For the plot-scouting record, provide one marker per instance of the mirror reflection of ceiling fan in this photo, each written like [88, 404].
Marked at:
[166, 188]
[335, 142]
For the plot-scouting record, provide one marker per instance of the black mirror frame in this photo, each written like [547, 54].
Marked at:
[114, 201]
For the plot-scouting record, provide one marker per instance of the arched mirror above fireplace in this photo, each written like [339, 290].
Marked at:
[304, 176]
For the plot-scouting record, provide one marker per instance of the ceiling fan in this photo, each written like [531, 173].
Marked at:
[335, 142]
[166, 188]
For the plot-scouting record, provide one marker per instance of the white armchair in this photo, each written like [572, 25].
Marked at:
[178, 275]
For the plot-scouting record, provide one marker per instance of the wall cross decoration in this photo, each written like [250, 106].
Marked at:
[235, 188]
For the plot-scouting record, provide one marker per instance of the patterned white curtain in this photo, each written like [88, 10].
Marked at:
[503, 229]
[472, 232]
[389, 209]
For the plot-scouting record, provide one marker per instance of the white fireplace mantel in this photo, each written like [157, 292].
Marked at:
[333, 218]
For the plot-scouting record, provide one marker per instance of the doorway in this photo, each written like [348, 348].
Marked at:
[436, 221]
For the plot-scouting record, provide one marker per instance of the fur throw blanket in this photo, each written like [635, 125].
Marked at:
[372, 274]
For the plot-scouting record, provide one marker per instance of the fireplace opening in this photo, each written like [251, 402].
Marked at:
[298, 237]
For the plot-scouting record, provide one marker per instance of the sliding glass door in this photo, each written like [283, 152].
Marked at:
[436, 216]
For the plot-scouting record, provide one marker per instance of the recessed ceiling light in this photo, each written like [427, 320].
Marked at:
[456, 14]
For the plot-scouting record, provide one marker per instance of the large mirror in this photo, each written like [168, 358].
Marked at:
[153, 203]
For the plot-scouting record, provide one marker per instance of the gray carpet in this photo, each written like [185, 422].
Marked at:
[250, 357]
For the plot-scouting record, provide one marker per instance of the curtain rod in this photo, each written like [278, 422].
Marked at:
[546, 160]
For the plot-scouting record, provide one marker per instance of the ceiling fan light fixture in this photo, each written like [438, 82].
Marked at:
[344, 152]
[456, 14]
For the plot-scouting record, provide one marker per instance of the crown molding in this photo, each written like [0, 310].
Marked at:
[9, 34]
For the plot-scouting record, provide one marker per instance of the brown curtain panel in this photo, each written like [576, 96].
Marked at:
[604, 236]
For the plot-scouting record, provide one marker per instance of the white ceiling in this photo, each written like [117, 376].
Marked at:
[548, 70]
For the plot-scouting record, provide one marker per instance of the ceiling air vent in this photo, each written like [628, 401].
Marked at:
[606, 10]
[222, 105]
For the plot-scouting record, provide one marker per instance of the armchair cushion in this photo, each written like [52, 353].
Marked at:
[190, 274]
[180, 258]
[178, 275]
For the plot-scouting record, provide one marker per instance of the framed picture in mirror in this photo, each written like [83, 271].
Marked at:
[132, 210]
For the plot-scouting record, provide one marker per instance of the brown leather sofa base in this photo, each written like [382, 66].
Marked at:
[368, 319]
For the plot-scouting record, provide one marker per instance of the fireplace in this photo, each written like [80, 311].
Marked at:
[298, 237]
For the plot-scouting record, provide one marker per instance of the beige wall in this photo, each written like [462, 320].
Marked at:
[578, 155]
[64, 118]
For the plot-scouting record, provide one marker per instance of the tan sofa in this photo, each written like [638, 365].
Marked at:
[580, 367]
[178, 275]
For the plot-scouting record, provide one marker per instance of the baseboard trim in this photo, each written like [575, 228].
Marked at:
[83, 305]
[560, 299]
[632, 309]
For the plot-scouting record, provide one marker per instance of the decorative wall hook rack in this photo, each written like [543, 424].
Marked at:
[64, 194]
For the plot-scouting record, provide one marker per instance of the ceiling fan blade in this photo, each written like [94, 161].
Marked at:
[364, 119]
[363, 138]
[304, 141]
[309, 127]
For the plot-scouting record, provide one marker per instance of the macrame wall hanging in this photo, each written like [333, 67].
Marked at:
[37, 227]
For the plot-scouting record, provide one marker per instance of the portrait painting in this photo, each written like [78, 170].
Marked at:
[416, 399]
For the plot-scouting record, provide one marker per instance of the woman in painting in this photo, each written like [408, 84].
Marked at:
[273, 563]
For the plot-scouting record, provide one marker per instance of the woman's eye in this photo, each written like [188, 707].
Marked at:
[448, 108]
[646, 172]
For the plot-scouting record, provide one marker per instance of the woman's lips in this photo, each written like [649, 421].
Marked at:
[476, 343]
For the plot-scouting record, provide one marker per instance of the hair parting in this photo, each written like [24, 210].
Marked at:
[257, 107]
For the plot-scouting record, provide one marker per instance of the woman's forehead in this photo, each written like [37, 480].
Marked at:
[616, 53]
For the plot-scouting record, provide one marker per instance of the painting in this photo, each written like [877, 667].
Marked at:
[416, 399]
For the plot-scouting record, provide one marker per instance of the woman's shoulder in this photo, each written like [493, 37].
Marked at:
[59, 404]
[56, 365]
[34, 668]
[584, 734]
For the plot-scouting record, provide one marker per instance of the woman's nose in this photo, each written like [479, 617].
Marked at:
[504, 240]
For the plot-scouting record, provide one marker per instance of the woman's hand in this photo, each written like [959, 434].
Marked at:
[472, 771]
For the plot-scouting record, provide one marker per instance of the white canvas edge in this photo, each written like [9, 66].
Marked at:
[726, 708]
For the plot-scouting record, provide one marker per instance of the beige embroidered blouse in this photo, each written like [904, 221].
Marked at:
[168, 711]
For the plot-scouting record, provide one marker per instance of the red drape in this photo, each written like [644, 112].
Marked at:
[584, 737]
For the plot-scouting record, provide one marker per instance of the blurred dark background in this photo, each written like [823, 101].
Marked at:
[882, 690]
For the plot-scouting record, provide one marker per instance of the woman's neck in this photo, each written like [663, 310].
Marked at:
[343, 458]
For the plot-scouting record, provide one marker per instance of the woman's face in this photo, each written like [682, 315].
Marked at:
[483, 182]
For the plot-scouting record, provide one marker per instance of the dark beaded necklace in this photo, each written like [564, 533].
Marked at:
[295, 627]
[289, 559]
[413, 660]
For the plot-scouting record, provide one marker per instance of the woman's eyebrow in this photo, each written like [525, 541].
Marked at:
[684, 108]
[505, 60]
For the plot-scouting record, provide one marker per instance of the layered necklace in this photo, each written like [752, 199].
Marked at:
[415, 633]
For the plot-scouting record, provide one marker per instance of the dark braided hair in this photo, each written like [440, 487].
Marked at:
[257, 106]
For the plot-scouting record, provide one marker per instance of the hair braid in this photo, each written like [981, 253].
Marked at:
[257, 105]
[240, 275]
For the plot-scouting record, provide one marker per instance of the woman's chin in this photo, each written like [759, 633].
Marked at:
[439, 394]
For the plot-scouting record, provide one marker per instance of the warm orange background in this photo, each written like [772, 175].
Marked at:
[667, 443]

§ **Exercise directions**: Copy all of the records above word for word, including every line.

§ **Expected answer**:
For the plot-scouting record, provide one marker per instance of the mirror reflection of ceiling fan in this photo, each written like [88, 404].
Marked at:
[166, 188]
[335, 142]
For the plot-scouting record, provide one marker per instance of the black mirror frame in this photo, each written like [547, 54].
Marked at:
[114, 201]
For the plot-scouting record, provide one marker per instance of the arched mirror above fireplace in this photo, each written like [339, 290].
Marked at:
[304, 176]
For the plot-scouting record, provide one marker per instance of the ceiling fan in this photo, each written like [531, 173].
Marked at:
[335, 142]
[166, 188]
For the plot-scouting record, provide one marker per instance of the white armchair in this photo, each written like [572, 25].
Marked at:
[178, 275]
For the plot-scouting record, provide one marker per instance of the wall cross decoration in this photo, each written like [250, 106].
Marked at:
[235, 188]
For the plot-scouting record, provide one marker per instance of the patterned white curtain in this photo, each written like [88, 10].
Marked at:
[503, 229]
[472, 232]
[389, 209]
For the plot-scouting record, provide one marker per instance of the white fireplace mantel in this photo, each written like [157, 292].
Marked at:
[333, 218]
For the plot-scouting record, provide one marker per instance of the doorway in this photo, each written like [348, 348].
Marked at:
[436, 221]
For the plot-scouting record, provide one marker per instance of the fur throw blanket in this photo, each written like [635, 125].
Marked at:
[372, 274]
For the plot-scouting record, provide one marker per instance of the fireplace opening in this photo, each written like [251, 402].
Marked at:
[298, 237]
For the plot-scouting record, provide one marker per instance of the sliding glass door in this photo, each written like [283, 152].
Marked at:
[436, 216]
For the plot-scouting record, provide one marker per instance of the recessed ceiling light in this photo, each written like [427, 320].
Marked at:
[456, 14]
For the plot-scouting record, provide one marker per instance of the large mirror in this photo, each written like [168, 358].
Marked at:
[153, 203]
For the plot-scouting record, provide one marker per instance of the gray carpet in this photo, each written like [185, 422].
Marked at:
[250, 357]
For the plot-scouting record, provide one marker per instance of the curtain rod in this photo, each written like [278, 422].
Marked at:
[546, 160]
For the plot-scouting record, provide one marker per instance of the ceiling fan light fixture in this photo, each written like [438, 82].
Marked at:
[344, 152]
[456, 14]
For the plot-scouting record, provide one marker per instance of the crown molding in this photo, each written like [0, 310].
Marked at:
[9, 34]
For the plot-scouting record, provide one marker per instance of the brown curtain panel in this photo, each written like [576, 96].
Marked at:
[604, 236]
For the plot-scouting record, provide one marker per instance of the white ceiling in this photo, each written like [117, 376].
Marked at:
[548, 70]
For the plot-scouting record, provide one marker per instance of the ceiling air vent in this photo, each written like [628, 401].
Marked at:
[606, 10]
[222, 105]
For the plot-scouting record, provide one marker per instance of the armchair cushion in this photo, each written like [52, 353].
Marked at:
[190, 274]
[180, 258]
[178, 275]
For the plot-scouting record, provide one marker per instance of the framed picture in mirror in this photo, each written like [83, 271].
Marked at:
[132, 210]
For the plot-scouting record, provide one marker per instance of the brown leather sofa base in this photo, each written like [382, 66].
Marked at:
[368, 319]
For the plot-scouting record, provide one marker per instance of the fireplace in this photo, each written like [80, 311].
Marked at:
[298, 237]
For the plot-scouting record, provide one marker per instance of the beige wall in this photo, each written like [462, 320].
Marked at:
[578, 155]
[64, 118]
For the plot-scouting record, provide one marker per instance of the tan sofa in this photo, each written like [638, 365].
Marked at:
[580, 367]
[178, 275]
For the plot-scouting record, provide one marker per instance of the baseboard trim in this photo, each written like [575, 228].
Marked at:
[83, 305]
[560, 299]
[632, 309]
For the plot-scouting record, provide one marker per instance of the decorative wall hook rack in this photo, each written like [543, 424].
Marked at:
[64, 194]
For the plot-scouting record, provide one marker per instance of the ceiling fan blade in this photo, each written like [94, 161].
Marked at:
[364, 119]
[363, 138]
[304, 141]
[309, 127]
For the plot-scouting record, provide one marker per instance of the macrame wall hanging in this photo, each written like [333, 67].
Marked at:
[37, 227]
For the plot-scouting record, provide one marker per instance of the portrait painting in this photo, each written like [78, 170].
Marked at:
[416, 399]
For the plot-scouting record, provide one marker per instance of the woman in painting in this photo, each written like [408, 84].
Marked at:
[273, 563]
For the plot-scouting record, provide one marker per instance of the woman's eye in this photo, each written like [188, 707].
Marked at:
[448, 108]
[646, 172]
For the plot-scouting record, provide one marker per instance of the woman's lips in this photo, each written like [649, 421].
Marked at:
[476, 343]
For the plot-scouting record, provide one marker per instance of the hair parting in this photo, each written like [24, 210].
Marked at:
[257, 107]
For the plot-scouting record, provide one marker per instance of the woman's forehead in this photo, each written like [37, 480].
Marked at:
[616, 53]
For the plot-scouting record, provide one marker per instance of the painting in this photo, each written like [877, 667].
Marked at:
[416, 399]
For the plot-scouting record, provide one marker per instance of the woman's shoulder in this photo, each written like [493, 37].
Marked at:
[59, 404]
[56, 365]
[34, 668]
[584, 734]
For the plot-scouting record, provide one marker per instance of the woman's nose in this photo, each written like [479, 617].
Marked at:
[504, 240]
For the plot-scouting record, provide one marker per instance of the woman's hand in this photo, each written like [959, 434].
Marked at:
[472, 771]
For the plot-scouting record, provide one marker per instance of the white canvas edge in this photo, each written like [9, 66].
Marked at:
[726, 708]
For the plot-scouting record, provide one marker per instance of the beige embroidered blouse in this photo, each written like [904, 221].
Marked at:
[168, 711]
For the plot-scouting record, provide one marker per instance of the red drape in this photo, each written like [644, 112].
Marked at:
[584, 737]
For the plot-scouting record, provide one marker per instance of the blurred dark background in this photo, each written like [823, 101].
Marked at:
[882, 690]
For the plot-scouting record, provide one marker per instance of the woman's neck in this photo, each written like [663, 310].
Marked at:
[343, 458]
For the plot-scouting record, provide one marker per instance of the woman's face in this photo, each written like [682, 315].
Marked at:
[483, 182]
For the plot-scouting record, provide one marker per instance of the dark beaded necklace in this photo, each written like [564, 533].
Marked at:
[295, 627]
[289, 559]
[413, 660]
For the plot-scouting record, provide one marker per instance of the woman's eyebrow in this photo, each written like [525, 541].
Marked at:
[684, 108]
[505, 60]
For the plot-scouting record, provide one marker per instance of the layered necklace in this photo, each written like [752, 199].
Marked at:
[415, 633]
For the plot-scouting record, provide one marker per instance of the dark braided hair in this photo, each written like [440, 487].
Marked at:
[257, 106]
For the plot-scouting record, provide one marker per instance of the hair braid in this photo, each written like [981, 253].
Marked at:
[257, 105]
[240, 275]
For the plot-scouting record, provide one marker per instance of the woman's chin in this photo, each written like [759, 633].
Marked at:
[439, 394]
For the plot-scouting record, provide one marker per instance of the warm orange background in this photo, each written like [772, 175].
Marked at:
[667, 443]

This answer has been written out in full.